LISTA DE TAREFAS:
• a. Na reportagem sobre Fernando de Noronha, quantas famílias em situação de vulnerabilidade já procuraram o MPPE?
• b. Resuma em menos palavras o parágrafo da reportagem sobre Fernando de Noronha que começa com "Noronha é considerada terra pública", mantendo suas informações principais.
• c. Reescreva o trecho da reportagem sobre Fernando de Noronha de "Por trás das" a "uma administração própria.", trocando "arquipélago" por "território".

TEXTO PARA LEITURA:
┌──
URBANISMO

Labo B do paraíso: MPPE expõe violações de direitos em Fernando de Noronha

Déficit habitacional também atinge arquipélago, que tem dezenas de pessoas vivendo sem água ou energia regular

Cadastrado por

Katarina Moraes

Publicado em 13/10/2023 às 13:36 | Atualizado em 13/10/2023 às 14:50
Arquipélago de Fernando de Noronha é um dos destinos turísticos favoritos no Brasil, mas esconde problemas - Hans von Manteuffel / Setur-PE

Por trás das praias paradisíacas de Fernando de Noronha, há uma realidade pouco divulgada, onde uma população em vulnerabilidade serve como arrimo para o turismo local. As violações de direito aos mais pobres, que vão desde a falta de moradia, até o não acesso a água e a energia elétrica, têm sido investigada pelo Ministério Público de Pernambuco (MPPE).

Cerca de 40 famílias nessa situação já procuraram o órgão, que promoveu audiência pública na última semana para discutir a questão. A responsabilidade recai sobre o Governo do Estado, que comanda o arquipélago através de uma administração própria.

“Há necessidade do governo olhar para os invisíveis. Não pedimos para violar normas ambientais, instalar água e energia onde fere o ambiente, mas na zona urbana. [...] Os turistas não têm ideia do que é Fernando de Noronha para o pobre”, provocou o promotor de Justiça Ivo Pereira de Lima.

Noronha é considerada terra pública - por isso, os terrenos não são postos à venda. Para ter direito a morar ou estabelecer um comércio na ilha, é necessário obter um Termo de Permissão de Uso do Solo (TPU), fornecido gratuitamente desde que o solicitante siga uma série de critérios - como a quantidade de anos que mora no local.
└──
INFORMAÇÕES FORNECIDAS:
┌──
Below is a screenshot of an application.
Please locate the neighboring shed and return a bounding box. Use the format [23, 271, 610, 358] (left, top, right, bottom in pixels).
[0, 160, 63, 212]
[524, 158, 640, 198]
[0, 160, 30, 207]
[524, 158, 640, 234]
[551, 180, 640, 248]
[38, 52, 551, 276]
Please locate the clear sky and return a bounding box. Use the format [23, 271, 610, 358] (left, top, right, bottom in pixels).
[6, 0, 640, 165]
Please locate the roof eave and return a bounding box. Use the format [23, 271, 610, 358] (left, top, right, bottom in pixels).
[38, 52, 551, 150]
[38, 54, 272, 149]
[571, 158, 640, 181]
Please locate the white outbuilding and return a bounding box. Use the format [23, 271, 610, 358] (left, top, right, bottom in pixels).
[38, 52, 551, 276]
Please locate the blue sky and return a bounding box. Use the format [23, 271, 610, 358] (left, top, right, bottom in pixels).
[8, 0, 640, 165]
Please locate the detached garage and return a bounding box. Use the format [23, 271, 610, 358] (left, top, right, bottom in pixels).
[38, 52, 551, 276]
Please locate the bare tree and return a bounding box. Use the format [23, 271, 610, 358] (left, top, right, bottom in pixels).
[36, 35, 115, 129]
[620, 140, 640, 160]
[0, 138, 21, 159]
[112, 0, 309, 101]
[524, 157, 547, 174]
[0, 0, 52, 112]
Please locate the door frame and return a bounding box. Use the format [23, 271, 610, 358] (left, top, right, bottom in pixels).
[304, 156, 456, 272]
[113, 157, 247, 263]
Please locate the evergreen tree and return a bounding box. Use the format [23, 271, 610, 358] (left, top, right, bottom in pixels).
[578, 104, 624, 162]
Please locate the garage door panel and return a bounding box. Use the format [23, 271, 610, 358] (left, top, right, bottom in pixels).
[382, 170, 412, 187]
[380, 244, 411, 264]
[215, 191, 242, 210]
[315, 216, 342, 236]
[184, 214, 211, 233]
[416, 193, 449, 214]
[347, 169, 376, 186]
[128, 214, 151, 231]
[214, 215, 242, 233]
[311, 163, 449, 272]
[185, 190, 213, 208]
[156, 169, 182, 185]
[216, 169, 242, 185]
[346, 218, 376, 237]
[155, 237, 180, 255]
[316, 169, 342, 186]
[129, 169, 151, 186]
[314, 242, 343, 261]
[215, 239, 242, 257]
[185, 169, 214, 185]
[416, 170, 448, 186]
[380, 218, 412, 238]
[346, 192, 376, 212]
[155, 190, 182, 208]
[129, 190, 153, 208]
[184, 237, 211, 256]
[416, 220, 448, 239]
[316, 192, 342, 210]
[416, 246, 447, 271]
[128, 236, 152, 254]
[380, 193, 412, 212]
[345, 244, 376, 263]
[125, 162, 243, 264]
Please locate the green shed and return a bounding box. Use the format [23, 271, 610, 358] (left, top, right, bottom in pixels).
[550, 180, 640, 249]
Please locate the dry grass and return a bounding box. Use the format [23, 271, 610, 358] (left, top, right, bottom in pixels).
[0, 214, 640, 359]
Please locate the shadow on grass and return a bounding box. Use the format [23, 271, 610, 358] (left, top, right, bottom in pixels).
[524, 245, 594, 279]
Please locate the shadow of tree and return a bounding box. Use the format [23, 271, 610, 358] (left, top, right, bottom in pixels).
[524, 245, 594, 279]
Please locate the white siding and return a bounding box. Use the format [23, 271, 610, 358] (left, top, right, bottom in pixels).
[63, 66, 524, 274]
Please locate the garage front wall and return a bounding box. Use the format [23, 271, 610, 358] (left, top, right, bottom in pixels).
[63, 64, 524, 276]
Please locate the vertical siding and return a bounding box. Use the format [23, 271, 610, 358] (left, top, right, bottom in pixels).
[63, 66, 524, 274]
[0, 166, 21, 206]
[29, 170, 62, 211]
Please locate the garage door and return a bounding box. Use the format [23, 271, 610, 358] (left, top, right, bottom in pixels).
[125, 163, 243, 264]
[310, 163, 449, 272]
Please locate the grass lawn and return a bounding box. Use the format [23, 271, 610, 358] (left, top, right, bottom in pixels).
└──
RESPOSTAS ESPERADAS:
• a. Cerca de 40 famílias.

• b. Noronha é terra pública, e por isso seus terrenos não são vendidos. Para morar ou abrir comércio na ilha, é preciso obter um Termo de Permissão de Uso do Solo (TPU). Ele é concedido gratuitamente a quem cumpre certos critérios, como o tempo de residência no local.

• c.
Por trás das praias paradisíacas de Fernando de Noronha, há uma realidade pouco divulgada, onde uma população em vulnerabilidade serve como arrimo para o turismo local. As violações de direito aos mais pobres, que vão desde a falta de moradia, até o não acesso a água e a energia elétrica, têm sido investigada pelo Ministério Público de Pernambuco (MPPE).

Cerca de 40 famílias nessa situação já procuraram o órgão, que promoveu audiência pública na última semana para discutir a questão. A responsabilidade recai sobre o Governo do Estado, que comanda o território através de uma administração própria.